*WHAT YOU WILL DO*: Which lines of the entries below hold the word "sign"? Report each of them.

*RECORDS PROVIDED*:

------

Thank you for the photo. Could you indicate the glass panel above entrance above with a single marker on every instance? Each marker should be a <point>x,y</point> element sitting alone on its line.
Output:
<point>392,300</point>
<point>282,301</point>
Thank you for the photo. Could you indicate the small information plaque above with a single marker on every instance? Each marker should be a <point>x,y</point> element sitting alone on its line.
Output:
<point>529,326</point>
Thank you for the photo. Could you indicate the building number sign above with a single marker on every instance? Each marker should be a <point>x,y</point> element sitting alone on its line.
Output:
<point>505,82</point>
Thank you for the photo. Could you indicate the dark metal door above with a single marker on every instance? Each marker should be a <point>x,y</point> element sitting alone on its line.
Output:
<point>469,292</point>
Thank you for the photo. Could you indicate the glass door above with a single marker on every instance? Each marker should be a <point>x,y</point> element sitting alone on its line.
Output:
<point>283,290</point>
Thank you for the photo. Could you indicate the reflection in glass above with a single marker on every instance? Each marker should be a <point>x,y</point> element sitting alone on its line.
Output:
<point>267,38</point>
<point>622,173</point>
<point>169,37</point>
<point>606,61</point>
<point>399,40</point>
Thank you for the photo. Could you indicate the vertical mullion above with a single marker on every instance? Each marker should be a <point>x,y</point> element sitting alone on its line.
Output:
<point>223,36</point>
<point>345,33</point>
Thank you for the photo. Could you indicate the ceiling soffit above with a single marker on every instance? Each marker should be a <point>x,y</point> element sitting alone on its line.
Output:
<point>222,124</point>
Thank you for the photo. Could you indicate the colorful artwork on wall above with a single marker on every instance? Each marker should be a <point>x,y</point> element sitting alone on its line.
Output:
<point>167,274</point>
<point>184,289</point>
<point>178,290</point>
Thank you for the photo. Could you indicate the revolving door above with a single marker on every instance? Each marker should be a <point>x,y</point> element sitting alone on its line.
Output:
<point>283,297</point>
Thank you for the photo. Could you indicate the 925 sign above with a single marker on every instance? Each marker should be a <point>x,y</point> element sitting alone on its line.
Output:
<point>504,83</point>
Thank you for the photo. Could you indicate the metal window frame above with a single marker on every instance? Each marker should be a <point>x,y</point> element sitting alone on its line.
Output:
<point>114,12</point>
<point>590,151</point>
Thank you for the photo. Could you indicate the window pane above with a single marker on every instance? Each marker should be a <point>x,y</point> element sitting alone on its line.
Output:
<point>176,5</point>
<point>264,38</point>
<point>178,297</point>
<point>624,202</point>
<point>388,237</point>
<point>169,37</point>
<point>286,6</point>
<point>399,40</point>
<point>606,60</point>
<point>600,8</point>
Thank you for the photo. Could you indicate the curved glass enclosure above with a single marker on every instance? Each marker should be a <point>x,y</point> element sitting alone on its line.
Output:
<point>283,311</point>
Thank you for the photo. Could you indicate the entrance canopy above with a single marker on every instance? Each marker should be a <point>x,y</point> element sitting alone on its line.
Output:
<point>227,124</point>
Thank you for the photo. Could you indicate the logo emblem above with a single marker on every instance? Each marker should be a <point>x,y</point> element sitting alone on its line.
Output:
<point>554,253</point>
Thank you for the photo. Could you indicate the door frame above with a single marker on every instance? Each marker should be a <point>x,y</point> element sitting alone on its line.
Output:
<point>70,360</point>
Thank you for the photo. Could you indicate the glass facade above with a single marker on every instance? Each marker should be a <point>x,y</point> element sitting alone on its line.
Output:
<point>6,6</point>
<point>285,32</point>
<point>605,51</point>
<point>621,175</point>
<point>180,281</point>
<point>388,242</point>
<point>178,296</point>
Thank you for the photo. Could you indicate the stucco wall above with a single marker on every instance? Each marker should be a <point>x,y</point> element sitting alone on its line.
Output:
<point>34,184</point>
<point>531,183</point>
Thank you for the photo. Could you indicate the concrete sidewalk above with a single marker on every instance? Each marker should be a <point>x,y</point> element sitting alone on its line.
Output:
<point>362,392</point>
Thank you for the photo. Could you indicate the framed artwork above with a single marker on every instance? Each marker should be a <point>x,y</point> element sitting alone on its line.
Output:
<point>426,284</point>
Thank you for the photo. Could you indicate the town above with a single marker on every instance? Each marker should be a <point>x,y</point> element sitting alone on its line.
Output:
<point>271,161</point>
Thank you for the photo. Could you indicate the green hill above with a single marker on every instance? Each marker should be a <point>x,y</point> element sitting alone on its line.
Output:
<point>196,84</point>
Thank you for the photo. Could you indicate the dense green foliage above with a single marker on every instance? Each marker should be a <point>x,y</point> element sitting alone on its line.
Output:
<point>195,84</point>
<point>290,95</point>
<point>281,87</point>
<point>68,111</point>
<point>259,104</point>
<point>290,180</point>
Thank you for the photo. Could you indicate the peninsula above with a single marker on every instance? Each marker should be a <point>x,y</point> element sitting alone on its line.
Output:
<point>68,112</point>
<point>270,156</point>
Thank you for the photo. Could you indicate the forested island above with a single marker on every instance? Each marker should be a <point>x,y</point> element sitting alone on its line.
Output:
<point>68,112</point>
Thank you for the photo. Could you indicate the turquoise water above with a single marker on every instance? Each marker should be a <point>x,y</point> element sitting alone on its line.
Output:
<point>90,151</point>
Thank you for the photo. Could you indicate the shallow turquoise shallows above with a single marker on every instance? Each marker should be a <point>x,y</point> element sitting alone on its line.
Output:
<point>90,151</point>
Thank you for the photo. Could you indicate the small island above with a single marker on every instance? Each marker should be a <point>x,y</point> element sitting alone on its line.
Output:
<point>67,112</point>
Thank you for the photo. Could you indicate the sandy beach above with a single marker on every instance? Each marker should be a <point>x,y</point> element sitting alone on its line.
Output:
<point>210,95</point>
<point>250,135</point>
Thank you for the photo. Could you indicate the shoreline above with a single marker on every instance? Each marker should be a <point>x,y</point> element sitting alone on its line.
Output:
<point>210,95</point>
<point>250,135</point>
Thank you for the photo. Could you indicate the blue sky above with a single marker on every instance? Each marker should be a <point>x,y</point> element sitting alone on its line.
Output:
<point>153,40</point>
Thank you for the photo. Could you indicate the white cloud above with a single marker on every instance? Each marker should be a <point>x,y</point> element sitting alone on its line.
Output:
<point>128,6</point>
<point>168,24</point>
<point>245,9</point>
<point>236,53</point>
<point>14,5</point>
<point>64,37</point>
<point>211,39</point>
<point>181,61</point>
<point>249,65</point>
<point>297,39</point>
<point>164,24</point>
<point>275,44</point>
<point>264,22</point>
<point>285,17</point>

------

*OUTPUT OF THE EXERCISE*:
Thank you for the photo. Could you indicate the building number sign above with a single marker on every instance? Each marker should be a <point>x,y</point> element sitting alone on its line.
Thank you for the photo. Could you indicate the 925 sign above with a single marker on every instance? Each marker should be a <point>x,y</point> element sitting alone on its line.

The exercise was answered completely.